Rows from a dataset:
——————

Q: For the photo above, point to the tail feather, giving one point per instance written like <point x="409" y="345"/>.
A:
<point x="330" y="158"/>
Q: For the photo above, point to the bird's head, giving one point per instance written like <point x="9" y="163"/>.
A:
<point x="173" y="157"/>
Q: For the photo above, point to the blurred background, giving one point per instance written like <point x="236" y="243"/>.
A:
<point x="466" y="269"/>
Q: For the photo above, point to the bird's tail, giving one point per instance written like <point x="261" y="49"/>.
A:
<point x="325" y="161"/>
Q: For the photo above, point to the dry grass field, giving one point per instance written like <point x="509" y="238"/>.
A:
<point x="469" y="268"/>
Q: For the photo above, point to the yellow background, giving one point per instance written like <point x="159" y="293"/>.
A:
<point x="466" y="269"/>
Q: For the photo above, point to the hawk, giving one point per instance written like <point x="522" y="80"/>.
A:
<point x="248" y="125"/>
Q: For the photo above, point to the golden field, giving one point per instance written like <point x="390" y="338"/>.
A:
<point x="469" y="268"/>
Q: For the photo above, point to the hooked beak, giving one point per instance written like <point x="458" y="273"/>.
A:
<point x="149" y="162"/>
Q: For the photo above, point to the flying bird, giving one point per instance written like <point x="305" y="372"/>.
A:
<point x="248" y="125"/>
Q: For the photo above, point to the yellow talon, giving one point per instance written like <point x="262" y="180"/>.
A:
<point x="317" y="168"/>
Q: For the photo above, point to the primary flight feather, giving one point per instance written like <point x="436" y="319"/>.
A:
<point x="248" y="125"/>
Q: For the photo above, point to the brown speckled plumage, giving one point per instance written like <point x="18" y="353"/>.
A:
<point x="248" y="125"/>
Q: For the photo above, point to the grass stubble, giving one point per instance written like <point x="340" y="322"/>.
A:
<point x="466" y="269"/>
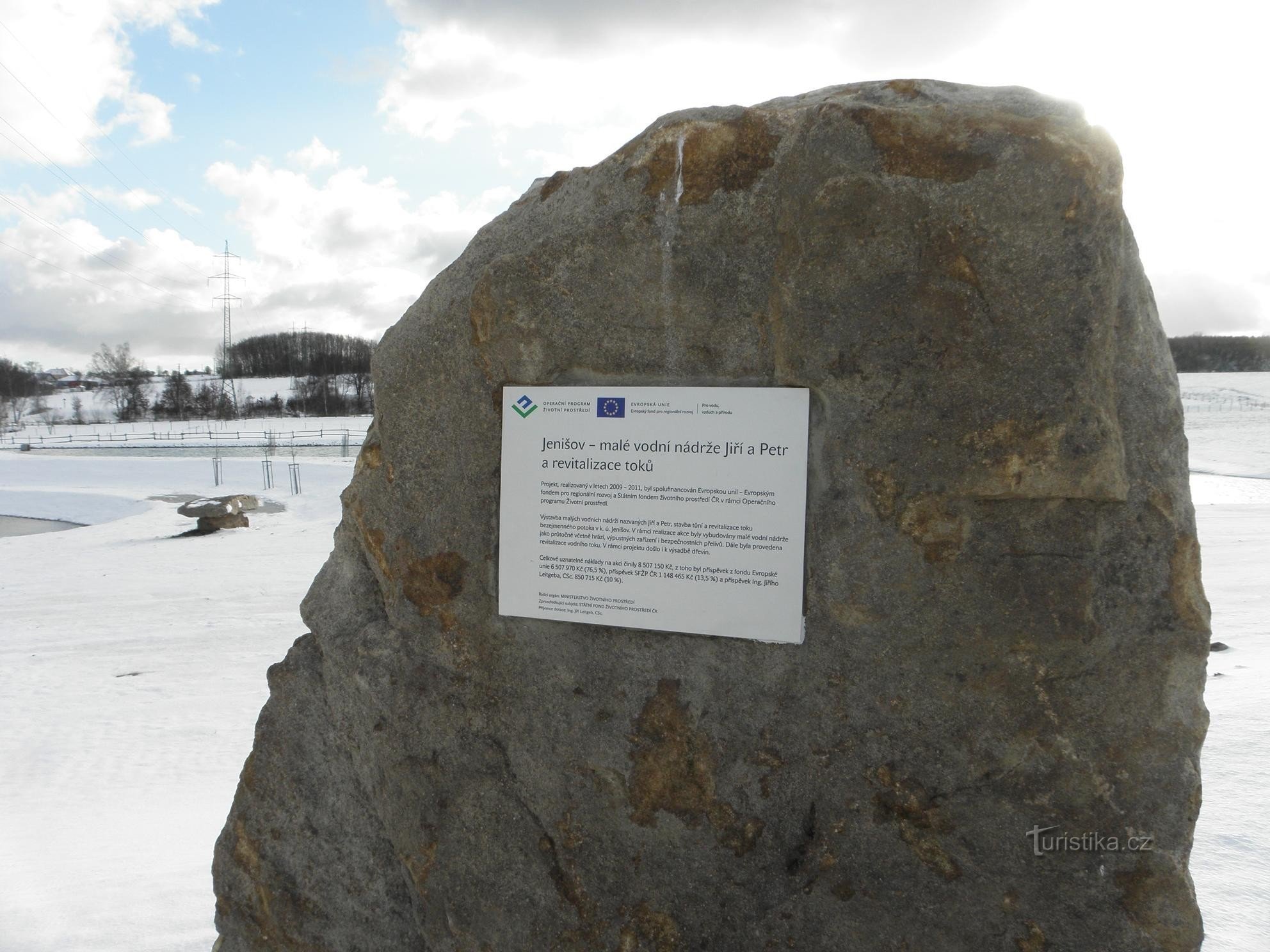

——————

Prompt
Format every line of the listing as a Markdown table with the columns "Row" and "Line," numbering each line and skipping any blank ones. Leave the pictures out of the table.

Answer to this exercise
| Row | Line |
|---|---|
| 1 | Q: For the photo above, point to the tail feather, giving one point per instance written like <point x="409" y="345"/>. |
| 2 | A: |
| 3 | <point x="330" y="158"/> |
| 4 | Q: For the photo above, point to the bird's head, giving one point per instance written like <point x="9" y="163"/>. |
| 5 | A: |
| 6 | <point x="173" y="157"/> |
| 7 | Q: For the photo above, point to the blurred background, giving one point per instance written like <point x="236" y="243"/>. |
| 8 | A: |
| 9 | <point x="466" y="269"/> |
| 10 | Q: For the photo above, point to the bird's tail, giving one point per instance written like <point x="261" y="49"/>. |
| 11 | A: |
| 12 | <point x="325" y="161"/> |
| 13 | Q: For the photo above, point to the dry grass field, giving one point per instance written like <point x="509" y="238"/>. |
| 14 | A: |
| 15 | <point x="469" y="268"/> |
| 16 | Q: For the photo above, point to the yellow background, giving one point per instance written like <point x="159" y="293"/>. |
| 17 | A: |
| 18 | <point x="466" y="269"/> |
| 19 | Q: For the photo above, point to the hawk, giving one point per instance written like <point x="522" y="80"/>. |
| 20 | A: |
| 21 | <point x="248" y="125"/> |
| 22 | Q: For the photo above, point to the golden field, giving one point per instance written like <point x="390" y="338"/>. |
| 23 | A: |
| 24 | <point x="469" y="268"/> |
| 25 | Q: For the photo above, point to the hooked beak, giving one point per instance written like <point x="458" y="273"/>. |
| 26 | A: |
| 27 | <point x="149" y="162"/> |
| 28 | Q: For the photo above, point to the flying bird, giving one point per instance written like <point x="305" y="372"/>. |
| 29 | A: |
| 30 | <point x="248" y="125"/> |
| 31 | Q: For the photo above, point to the yellow talon, giving one point per instance written like <point x="262" y="180"/>. |
| 32 | A: |
| 33 | <point x="317" y="168"/> |
| 34 | Q: For the photo above, point to the primary flight feather, giving one point per instance written like <point x="436" y="319"/>. |
| 35 | A: |
| 36 | <point x="248" y="125"/> |
| 37 | Q: For the photo above, point to the brown speckled plumage, giving one point per instance written like <point x="18" y="353"/>. |
| 38 | A: |
| 39 | <point x="248" y="125"/> |
| 40 | Q: For the photo above, point to the grass stubble, giving one point per instance written like <point x="340" y="322"/>. |
| 41 | A: |
| 42 | <point x="466" y="269"/> |